**Items from a dataset**
******************************

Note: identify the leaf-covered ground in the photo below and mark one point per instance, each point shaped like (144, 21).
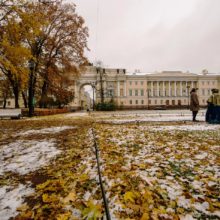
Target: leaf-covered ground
(151, 170)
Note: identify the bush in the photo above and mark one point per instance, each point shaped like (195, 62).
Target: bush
(107, 106)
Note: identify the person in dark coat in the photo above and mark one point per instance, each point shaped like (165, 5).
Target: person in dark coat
(213, 110)
(194, 104)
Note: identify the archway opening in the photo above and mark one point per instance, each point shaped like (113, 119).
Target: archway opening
(87, 97)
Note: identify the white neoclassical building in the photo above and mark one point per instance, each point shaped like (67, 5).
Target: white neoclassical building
(166, 89)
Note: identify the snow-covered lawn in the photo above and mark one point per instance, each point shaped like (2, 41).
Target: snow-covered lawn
(164, 170)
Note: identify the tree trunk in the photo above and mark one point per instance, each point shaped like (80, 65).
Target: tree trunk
(5, 101)
(43, 99)
(24, 99)
(16, 94)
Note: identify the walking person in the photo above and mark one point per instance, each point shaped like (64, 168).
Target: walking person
(194, 104)
(213, 110)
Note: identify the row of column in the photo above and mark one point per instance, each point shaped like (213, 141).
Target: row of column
(183, 84)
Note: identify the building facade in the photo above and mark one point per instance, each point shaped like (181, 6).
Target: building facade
(167, 89)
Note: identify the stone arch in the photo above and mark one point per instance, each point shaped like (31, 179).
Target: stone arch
(79, 91)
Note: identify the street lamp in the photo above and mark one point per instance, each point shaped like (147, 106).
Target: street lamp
(31, 89)
(148, 91)
(93, 84)
(188, 87)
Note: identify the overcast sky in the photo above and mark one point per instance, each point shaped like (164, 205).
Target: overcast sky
(153, 35)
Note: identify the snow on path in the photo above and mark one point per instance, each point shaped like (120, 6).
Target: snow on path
(193, 127)
(151, 119)
(11, 198)
(25, 156)
(46, 130)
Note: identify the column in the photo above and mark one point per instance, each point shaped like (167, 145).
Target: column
(175, 93)
(169, 89)
(152, 88)
(181, 88)
(125, 88)
(187, 90)
(158, 89)
(118, 88)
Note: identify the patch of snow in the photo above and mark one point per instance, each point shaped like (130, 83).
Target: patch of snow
(201, 156)
(87, 196)
(186, 217)
(11, 198)
(183, 202)
(202, 207)
(25, 156)
(45, 130)
(77, 114)
(193, 127)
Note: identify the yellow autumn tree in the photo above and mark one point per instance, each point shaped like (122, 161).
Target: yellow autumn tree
(13, 52)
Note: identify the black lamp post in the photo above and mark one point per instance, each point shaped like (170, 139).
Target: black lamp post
(31, 89)
(148, 91)
(93, 84)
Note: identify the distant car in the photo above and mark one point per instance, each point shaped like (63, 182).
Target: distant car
(160, 108)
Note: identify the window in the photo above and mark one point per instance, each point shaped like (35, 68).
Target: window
(121, 92)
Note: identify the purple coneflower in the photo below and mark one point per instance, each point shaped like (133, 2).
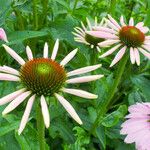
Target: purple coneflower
(43, 77)
(123, 37)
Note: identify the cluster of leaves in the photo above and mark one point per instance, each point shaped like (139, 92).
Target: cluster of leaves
(35, 22)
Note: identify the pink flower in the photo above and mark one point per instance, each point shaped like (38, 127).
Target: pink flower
(124, 37)
(137, 127)
(3, 35)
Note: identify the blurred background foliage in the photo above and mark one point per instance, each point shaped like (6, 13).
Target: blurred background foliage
(34, 22)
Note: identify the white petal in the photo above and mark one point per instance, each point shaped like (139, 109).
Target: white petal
(84, 79)
(132, 56)
(114, 22)
(118, 56)
(107, 43)
(137, 56)
(122, 21)
(110, 51)
(11, 96)
(68, 108)
(14, 55)
(83, 70)
(9, 70)
(131, 22)
(80, 93)
(26, 114)
(147, 54)
(45, 52)
(8, 77)
(55, 50)
(89, 24)
(68, 57)
(18, 100)
(45, 112)
(29, 53)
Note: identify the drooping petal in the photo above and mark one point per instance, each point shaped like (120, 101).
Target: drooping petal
(45, 112)
(18, 100)
(3, 35)
(80, 93)
(11, 96)
(132, 56)
(26, 114)
(14, 55)
(8, 77)
(110, 51)
(55, 50)
(45, 52)
(29, 53)
(9, 70)
(83, 70)
(114, 22)
(137, 56)
(118, 56)
(84, 79)
(68, 108)
(68, 57)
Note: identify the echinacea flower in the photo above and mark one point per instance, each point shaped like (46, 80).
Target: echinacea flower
(3, 35)
(137, 127)
(82, 37)
(43, 77)
(123, 37)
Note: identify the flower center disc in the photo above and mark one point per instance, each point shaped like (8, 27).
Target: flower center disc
(92, 40)
(131, 36)
(43, 76)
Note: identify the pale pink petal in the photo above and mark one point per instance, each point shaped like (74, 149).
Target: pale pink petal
(45, 112)
(55, 50)
(137, 56)
(68, 57)
(147, 54)
(83, 70)
(26, 114)
(68, 108)
(18, 100)
(11, 96)
(80, 93)
(131, 22)
(122, 21)
(108, 43)
(29, 53)
(118, 56)
(8, 77)
(45, 51)
(110, 51)
(9, 70)
(84, 79)
(101, 34)
(3, 35)
(14, 55)
(114, 22)
(132, 55)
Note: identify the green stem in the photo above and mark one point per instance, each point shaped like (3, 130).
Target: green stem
(35, 14)
(40, 128)
(102, 108)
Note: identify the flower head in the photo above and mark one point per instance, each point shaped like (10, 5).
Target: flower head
(3, 35)
(82, 36)
(137, 127)
(123, 37)
(43, 77)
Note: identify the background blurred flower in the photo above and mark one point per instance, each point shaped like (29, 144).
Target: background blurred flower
(44, 77)
(82, 37)
(137, 127)
(124, 36)
(3, 35)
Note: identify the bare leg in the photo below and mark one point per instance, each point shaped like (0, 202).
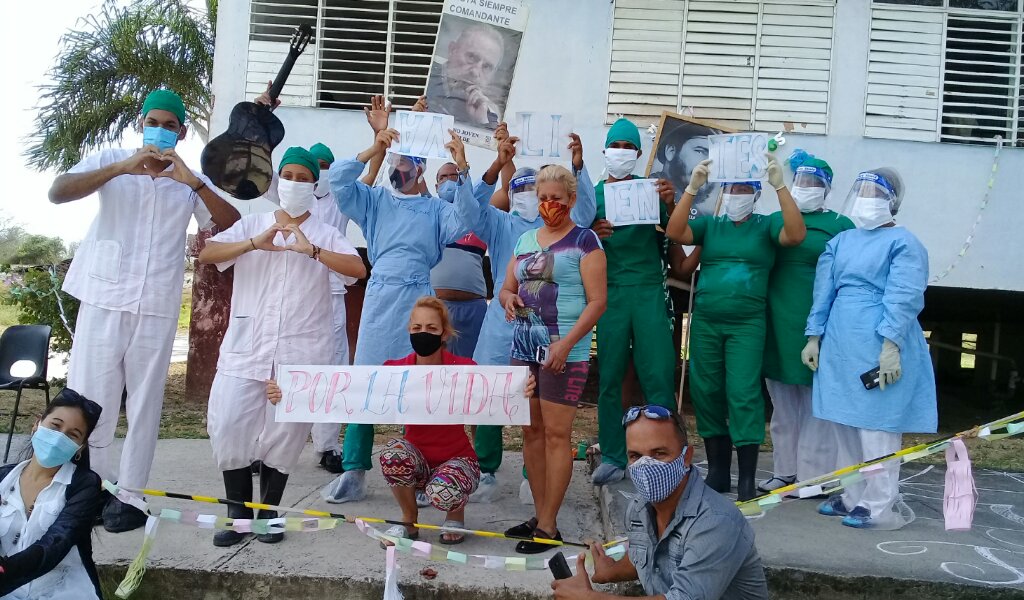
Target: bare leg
(557, 421)
(535, 453)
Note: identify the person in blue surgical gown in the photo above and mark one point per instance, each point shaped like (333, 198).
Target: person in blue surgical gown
(868, 290)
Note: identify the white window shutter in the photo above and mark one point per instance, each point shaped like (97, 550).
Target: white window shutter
(646, 44)
(794, 68)
(719, 60)
(414, 30)
(904, 75)
(270, 29)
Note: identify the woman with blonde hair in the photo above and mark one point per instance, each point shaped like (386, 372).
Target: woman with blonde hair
(557, 277)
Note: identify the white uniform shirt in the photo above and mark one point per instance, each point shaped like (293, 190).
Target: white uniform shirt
(133, 257)
(327, 211)
(281, 303)
(69, 580)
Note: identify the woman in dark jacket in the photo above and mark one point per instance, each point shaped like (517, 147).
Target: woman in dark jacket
(47, 507)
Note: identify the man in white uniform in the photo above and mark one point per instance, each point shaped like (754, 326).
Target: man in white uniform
(128, 274)
(326, 434)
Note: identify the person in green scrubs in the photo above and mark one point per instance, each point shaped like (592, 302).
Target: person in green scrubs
(637, 326)
(803, 446)
(728, 329)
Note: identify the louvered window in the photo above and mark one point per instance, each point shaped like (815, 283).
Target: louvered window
(768, 69)
(361, 48)
(945, 71)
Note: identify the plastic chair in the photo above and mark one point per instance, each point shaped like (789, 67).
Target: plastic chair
(25, 350)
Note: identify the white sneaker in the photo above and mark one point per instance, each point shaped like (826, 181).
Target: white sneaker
(486, 490)
(349, 486)
(774, 482)
(525, 494)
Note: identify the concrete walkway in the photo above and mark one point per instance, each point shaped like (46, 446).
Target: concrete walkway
(802, 550)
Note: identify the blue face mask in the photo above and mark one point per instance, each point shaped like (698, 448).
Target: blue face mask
(655, 479)
(160, 137)
(51, 447)
(448, 189)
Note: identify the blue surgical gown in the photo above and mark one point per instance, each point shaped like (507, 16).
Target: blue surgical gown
(500, 230)
(406, 237)
(869, 285)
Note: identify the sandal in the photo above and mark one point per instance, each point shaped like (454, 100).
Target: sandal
(398, 531)
(454, 537)
(523, 529)
(537, 547)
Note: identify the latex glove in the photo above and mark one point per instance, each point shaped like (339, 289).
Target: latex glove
(775, 173)
(698, 177)
(889, 367)
(809, 355)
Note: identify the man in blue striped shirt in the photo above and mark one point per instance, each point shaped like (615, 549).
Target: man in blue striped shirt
(686, 542)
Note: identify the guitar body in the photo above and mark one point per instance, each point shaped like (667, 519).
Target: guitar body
(240, 161)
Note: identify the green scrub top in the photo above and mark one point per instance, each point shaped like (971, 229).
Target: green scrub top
(634, 252)
(735, 262)
(790, 296)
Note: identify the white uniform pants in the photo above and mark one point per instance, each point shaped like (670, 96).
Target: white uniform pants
(802, 444)
(114, 350)
(240, 421)
(880, 490)
(326, 434)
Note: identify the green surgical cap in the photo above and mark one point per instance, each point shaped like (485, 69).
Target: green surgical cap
(300, 156)
(322, 153)
(623, 130)
(165, 99)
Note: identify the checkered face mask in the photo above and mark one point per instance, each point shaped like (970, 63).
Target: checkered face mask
(655, 479)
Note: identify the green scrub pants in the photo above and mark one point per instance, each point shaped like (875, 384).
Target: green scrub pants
(487, 444)
(725, 377)
(637, 326)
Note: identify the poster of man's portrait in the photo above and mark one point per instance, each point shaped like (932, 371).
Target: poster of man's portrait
(680, 145)
(473, 65)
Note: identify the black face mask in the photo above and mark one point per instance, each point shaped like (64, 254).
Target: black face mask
(425, 343)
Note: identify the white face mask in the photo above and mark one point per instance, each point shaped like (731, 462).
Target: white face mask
(296, 197)
(620, 162)
(525, 205)
(809, 200)
(870, 213)
(738, 206)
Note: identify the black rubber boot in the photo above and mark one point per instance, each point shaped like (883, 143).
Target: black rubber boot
(747, 457)
(719, 451)
(271, 486)
(238, 485)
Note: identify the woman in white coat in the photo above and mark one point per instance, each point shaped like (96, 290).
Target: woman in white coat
(280, 302)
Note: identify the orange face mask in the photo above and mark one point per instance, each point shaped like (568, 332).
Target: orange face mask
(553, 213)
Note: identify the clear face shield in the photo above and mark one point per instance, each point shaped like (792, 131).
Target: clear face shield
(404, 174)
(871, 202)
(811, 187)
(737, 200)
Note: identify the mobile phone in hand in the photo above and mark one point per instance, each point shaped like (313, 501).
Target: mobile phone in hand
(559, 568)
(870, 379)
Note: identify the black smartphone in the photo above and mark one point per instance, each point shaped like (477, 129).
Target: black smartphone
(559, 568)
(870, 379)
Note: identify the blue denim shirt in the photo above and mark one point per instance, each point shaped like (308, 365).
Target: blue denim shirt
(707, 552)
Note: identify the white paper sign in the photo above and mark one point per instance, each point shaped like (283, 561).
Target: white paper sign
(633, 202)
(543, 134)
(738, 157)
(404, 395)
(423, 134)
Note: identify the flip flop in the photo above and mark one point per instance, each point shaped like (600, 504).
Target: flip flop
(459, 538)
(399, 531)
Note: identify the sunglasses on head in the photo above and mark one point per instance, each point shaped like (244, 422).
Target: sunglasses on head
(652, 412)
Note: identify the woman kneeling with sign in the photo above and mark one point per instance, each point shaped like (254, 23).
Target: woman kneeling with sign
(437, 459)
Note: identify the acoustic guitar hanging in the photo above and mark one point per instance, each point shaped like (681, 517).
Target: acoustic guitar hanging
(239, 161)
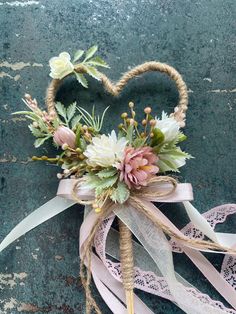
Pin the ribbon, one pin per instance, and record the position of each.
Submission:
(153, 241)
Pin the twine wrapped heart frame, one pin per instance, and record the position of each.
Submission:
(136, 215)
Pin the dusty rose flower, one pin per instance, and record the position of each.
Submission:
(64, 135)
(138, 166)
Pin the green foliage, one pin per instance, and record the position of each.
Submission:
(78, 136)
(90, 52)
(172, 159)
(138, 142)
(75, 121)
(35, 131)
(91, 120)
(39, 141)
(78, 55)
(90, 64)
(107, 173)
(121, 193)
(105, 183)
(97, 61)
(158, 137)
(66, 113)
(100, 184)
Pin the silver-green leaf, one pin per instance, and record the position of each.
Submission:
(107, 173)
(40, 141)
(90, 52)
(61, 109)
(78, 55)
(81, 79)
(75, 121)
(97, 61)
(71, 111)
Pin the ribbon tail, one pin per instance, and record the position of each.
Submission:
(199, 221)
(50, 209)
(154, 241)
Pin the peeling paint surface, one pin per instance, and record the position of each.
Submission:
(40, 272)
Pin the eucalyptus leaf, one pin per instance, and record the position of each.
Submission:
(40, 141)
(71, 111)
(158, 137)
(138, 142)
(78, 55)
(35, 131)
(121, 193)
(97, 61)
(107, 173)
(129, 135)
(61, 110)
(93, 72)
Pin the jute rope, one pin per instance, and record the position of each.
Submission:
(115, 89)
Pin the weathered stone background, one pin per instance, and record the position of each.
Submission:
(39, 273)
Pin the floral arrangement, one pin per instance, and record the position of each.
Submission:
(124, 174)
(111, 164)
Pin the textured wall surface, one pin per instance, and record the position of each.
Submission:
(39, 273)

******************************

**Exercise**
Send back exactly the lines from the line with "Pin the twine" through the end of the records.

**Finished exercise**
Pin the twine wrapped heart frame, one pin per instance, and record the position of each.
Submission:
(136, 215)
Pin the dusty rose flower, one pin per instance, and record the position of each.
Submission:
(64, 135)
(138, 166)
Pin the green foliage, one pin per instance, and record the position of each.
Submission:
(78, 136)
(90, 52)
(172, 159)
(138, 142)
(75, 121)
(35, 131)
(91, 120)
(39, 141)
(78, 55)
(90, 64)
(107, 173)
(121, 193)
(105, 183)
(97, 61)
(158, 137)
(66, 113)
(100, 184)
Pin the silver-green leaf, one pin per instance, and record the position of each.
Submission:
(107, 173)
(40, 141)
(90, 52)
(61, 109)
(78, 55)
(81, 79)
(75, 121)
(97, 61)
(71, 111)
Pin the ribbon tail, one pin per instance, and record the position of each.
Submission:
(199, 221)
(50, 209)
(154, 241)
Pin the peeling paint surface, one pin per instance, and record the position of each.
Submission:
(40, 272)
Pin the eucalyptus leaf, one pin per instance, and record the position of each.
Submission:
(40, 141)
(71, 111)
(158, 137)
(138, 142)
(78, 55)
(35, 131)
(121, 193)
(97, 61)
(107, 173)
(129, 135)
(61, 110)
(93, 72)
Pin the jute rope, one pin per instance, and record the position of each.
Submission:
(115, 89)
Pin the weathered stone background, one pin per instance, and record the position of each.
Submission:
(39, 273)
Pin the floral arrangement, one pin per instance, and record the position of each.
Submission:
(124, 174)
(111, 164)
Pin the textured wall surface, one pin per instance, and record the position of each.
Submission:
(39, 273)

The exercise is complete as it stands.